As we celebrate the 90th anniversary of the discovery of penicillin, it is appropriate to take a look at the current state of modern medicine since the discovery penicillin and the other antibiotics that followed. Here are seven ways that penicillin changed modern medicine.

Photo: Shutterstock.

1. Pneumonia and other respiratory infections

Looking at mortality data from the USA in 1928, respiratory tract infections such as pneumonia and tuberculosis caused 18% of all deaths. Without access to efficient antibiotics, pneumonia is a killer – with efficient antibiotics, community acquired pneumonia is generally cured within a week or two.

Similarly tuberculosis has been almost eradicated in high income countries thanks to antibiotics. But it is still a major scourge in low- and middle income countries claiming the lives of more than a million people every year.

2. Diarrhea

Again in the year 1928, diarrhea and other gastrointestinal infections had dropped from the third most common cause of death in the USA in 1900 to causing 30,000 deaths. By the mid-30s, diarrhea had disappeared from the top 10 list. Largely thanks to access to clean water and sanitation, the amount of infections has decreased dramatically even after that.

At the same time, low and middle income countries still struggle with access to clean water and sanitation, and diarrheal diseases are way too common causes for antibiotic use, also because they often are caused by viral infections.

3. Wounds

Wounds can become infected and require antibiotic treatment. It doesn’t even have to be a large wound, like a loss of limb in battle. Sometimes even the smallest wounds caused by for example by stepping on a sharp stone or getting stung by a wasp are enough to cause a life-threatening infection.
* * *
▸ **Your task**
Carry on the piece about how penicillin changed modern medicine, starting right after its last sentence.

Saved entries
* * *
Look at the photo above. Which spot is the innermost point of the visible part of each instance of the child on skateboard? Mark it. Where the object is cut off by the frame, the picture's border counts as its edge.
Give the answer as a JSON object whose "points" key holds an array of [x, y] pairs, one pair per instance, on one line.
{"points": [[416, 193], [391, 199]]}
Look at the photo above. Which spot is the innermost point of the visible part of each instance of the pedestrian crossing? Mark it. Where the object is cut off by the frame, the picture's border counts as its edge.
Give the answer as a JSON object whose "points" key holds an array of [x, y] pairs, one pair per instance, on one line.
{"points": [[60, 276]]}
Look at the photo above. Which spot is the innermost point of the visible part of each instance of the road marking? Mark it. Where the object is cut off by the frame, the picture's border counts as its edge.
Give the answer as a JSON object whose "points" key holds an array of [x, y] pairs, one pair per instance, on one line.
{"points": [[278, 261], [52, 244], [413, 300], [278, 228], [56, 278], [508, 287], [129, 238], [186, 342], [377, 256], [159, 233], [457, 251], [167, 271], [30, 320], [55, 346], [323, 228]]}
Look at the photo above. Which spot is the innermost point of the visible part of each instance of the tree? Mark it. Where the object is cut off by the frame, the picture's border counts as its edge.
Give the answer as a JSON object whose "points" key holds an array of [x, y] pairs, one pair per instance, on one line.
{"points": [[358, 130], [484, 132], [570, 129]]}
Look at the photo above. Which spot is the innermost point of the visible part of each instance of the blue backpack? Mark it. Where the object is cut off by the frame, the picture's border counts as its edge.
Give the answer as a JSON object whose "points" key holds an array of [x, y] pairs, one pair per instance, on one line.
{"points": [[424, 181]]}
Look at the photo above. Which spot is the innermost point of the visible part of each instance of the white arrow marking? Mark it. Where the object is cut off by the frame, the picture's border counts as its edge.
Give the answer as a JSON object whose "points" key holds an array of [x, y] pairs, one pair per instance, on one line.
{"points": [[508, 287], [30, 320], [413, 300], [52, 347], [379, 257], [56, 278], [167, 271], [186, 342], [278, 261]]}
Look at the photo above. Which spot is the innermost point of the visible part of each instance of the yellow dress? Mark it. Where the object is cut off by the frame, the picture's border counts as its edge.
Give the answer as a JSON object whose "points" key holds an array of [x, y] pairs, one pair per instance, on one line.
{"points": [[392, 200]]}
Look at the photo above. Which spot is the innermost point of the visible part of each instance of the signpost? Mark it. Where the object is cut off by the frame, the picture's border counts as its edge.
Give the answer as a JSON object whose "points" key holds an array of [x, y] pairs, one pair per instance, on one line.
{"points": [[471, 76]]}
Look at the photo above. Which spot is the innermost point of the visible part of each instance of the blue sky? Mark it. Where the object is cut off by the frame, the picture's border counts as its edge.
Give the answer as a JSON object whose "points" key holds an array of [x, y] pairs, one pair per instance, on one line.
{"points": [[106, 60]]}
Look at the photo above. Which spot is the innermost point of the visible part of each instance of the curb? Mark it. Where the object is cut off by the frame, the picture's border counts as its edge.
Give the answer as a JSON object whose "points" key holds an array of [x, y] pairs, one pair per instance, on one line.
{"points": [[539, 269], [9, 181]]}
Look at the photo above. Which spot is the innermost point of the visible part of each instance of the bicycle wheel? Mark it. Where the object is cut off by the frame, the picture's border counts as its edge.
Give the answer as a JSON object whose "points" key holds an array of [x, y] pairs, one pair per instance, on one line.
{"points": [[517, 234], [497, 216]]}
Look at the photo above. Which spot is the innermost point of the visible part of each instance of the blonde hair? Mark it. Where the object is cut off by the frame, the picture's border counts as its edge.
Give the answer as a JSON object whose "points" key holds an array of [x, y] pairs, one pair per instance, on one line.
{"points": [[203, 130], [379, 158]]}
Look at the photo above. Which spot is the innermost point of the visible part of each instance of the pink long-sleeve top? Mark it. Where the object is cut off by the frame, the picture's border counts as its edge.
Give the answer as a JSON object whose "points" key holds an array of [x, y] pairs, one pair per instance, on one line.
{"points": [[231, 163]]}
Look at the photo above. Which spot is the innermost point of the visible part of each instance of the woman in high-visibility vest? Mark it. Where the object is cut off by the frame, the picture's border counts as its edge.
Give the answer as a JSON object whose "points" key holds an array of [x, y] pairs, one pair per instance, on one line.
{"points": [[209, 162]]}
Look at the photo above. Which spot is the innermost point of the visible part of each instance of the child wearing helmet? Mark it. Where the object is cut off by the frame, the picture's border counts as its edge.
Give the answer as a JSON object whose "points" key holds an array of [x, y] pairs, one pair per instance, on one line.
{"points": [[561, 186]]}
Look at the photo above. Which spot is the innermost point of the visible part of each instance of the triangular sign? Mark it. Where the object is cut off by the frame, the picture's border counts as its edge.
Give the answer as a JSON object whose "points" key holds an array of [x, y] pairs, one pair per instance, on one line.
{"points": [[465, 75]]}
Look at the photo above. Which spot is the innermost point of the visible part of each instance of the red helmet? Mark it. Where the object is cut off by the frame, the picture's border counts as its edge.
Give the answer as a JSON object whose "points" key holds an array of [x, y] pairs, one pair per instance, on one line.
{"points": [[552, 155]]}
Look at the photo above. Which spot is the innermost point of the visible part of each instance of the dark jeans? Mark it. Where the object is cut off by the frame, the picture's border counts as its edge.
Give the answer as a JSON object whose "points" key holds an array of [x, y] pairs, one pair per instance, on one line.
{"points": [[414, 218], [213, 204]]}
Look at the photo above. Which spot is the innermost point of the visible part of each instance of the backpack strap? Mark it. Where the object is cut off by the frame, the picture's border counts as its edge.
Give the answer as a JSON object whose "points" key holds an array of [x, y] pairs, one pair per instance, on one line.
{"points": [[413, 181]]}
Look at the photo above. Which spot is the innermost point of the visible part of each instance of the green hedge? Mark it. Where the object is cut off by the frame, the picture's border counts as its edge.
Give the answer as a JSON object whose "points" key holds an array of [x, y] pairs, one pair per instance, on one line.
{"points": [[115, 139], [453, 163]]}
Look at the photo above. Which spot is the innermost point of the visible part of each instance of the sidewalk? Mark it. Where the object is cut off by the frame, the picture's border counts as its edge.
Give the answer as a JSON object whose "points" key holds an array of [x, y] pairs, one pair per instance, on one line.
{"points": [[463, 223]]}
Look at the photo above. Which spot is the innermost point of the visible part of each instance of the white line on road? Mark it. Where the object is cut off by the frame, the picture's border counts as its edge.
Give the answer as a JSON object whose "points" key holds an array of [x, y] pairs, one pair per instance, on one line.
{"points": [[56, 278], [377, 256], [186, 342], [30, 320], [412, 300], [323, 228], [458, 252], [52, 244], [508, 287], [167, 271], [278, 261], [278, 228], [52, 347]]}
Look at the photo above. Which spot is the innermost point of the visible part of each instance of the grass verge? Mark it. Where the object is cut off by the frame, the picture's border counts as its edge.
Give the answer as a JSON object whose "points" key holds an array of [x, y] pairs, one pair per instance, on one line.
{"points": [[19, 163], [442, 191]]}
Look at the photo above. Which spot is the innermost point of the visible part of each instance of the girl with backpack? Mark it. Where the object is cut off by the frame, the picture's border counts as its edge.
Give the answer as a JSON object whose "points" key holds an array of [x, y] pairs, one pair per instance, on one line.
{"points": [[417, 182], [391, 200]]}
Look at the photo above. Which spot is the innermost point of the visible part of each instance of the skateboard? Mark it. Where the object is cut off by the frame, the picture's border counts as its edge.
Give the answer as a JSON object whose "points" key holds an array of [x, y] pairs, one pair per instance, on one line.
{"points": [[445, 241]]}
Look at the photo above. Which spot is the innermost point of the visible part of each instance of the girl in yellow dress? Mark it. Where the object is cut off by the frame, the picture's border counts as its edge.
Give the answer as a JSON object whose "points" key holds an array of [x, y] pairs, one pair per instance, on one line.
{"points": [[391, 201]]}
* * *
▸ **Task output**
4. Maternal and child health

In low income countries, getting pregnant and having a child might be the two of the most dangerous things that a woman can do. 10% of maternal deaths are due to bacterial infections that could be treated with antibiotics, and one child dies every three minutes due to an infection that could have been cured with antibiotics.

5. Surgery

Advances in hospital hygiene and sterile techniques have brought down the risk of surgical site infections in high income countries, but the risk is not completely eliminated. Surgery still relies heavily on the existence of antibiotics, especially when implanting a foreign body, like a shunt or a prosthetic heart valve. In lower income countries and crisis zones, these risks are often not possible to mitigate and antibiotics are a crucial component of all surgical care. Without antibiotics, many surgeries would be deeply unethical to perform.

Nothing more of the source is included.